:: PROVIDED RECORDS ::
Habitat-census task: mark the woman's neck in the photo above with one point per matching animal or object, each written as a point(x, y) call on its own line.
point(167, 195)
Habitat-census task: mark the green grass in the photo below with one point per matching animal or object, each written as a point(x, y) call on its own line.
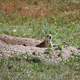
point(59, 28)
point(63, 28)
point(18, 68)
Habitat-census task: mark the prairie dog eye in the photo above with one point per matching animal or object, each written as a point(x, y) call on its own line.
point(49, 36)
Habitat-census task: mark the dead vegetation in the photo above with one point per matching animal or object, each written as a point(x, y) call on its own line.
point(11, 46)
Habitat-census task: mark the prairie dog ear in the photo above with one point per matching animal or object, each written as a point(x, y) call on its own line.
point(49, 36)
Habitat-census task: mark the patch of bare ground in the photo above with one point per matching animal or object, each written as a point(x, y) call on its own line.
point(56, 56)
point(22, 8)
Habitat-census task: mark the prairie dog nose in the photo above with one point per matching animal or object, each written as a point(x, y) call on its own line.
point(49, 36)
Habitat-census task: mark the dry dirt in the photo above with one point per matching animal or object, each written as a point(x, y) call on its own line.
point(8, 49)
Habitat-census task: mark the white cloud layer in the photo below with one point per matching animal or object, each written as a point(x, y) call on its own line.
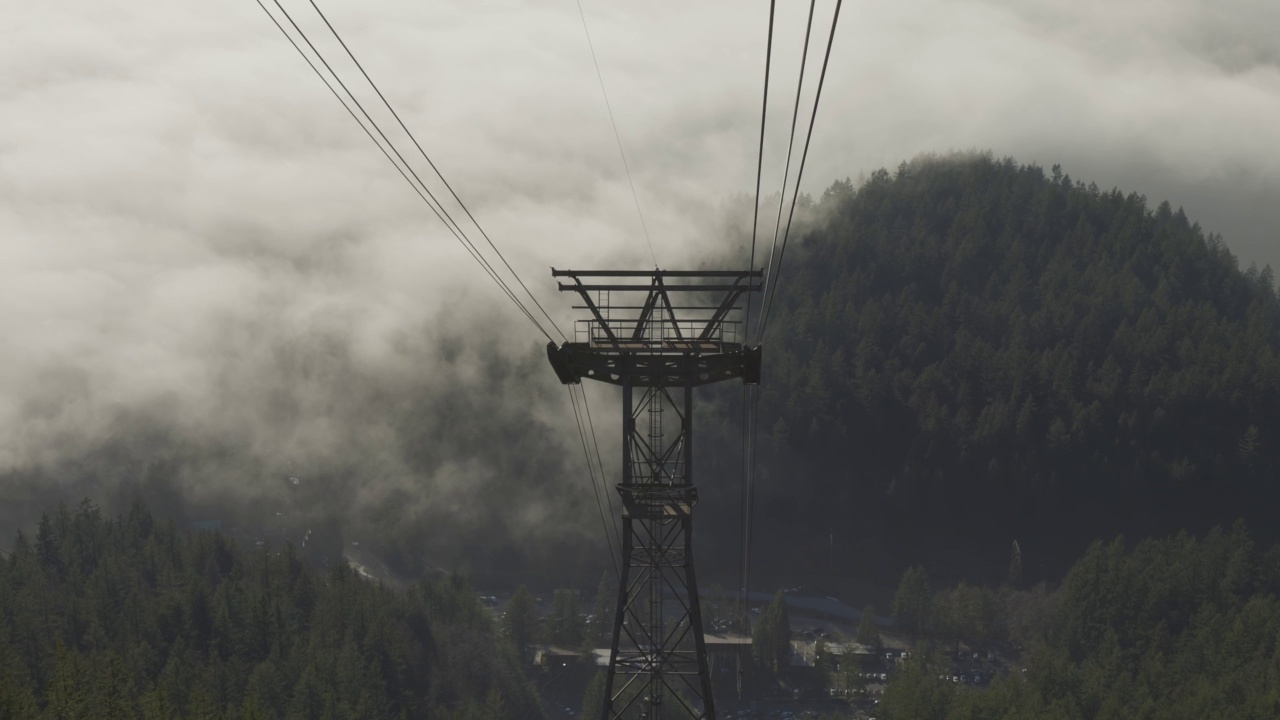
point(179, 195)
---
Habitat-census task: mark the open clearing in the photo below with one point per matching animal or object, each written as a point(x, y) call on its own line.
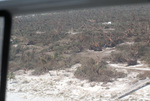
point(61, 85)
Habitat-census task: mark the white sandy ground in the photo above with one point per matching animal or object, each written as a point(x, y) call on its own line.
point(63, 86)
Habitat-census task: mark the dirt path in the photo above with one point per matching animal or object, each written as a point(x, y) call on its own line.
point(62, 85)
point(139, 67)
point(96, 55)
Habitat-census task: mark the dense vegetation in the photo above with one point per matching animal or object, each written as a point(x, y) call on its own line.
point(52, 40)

:: AIM ::
Which lines in the entries above contain the word "below"? Pick out each of those lines and copy it in full.

:: TASK ANSWER ::
Habitat-census task: mark the green grass in the photo below with one point per matching animal or object, each written as a point(x, y) call on its own line.
Habitat-census task: mark the white cloud layer in the photo below with one point per matching animal or object, each written as a point(x, y) call on its own line.
Habitat-census task: mark the open clearing in the photo below with one point per matching animal or object, each written as a point(x, y) call on its own line.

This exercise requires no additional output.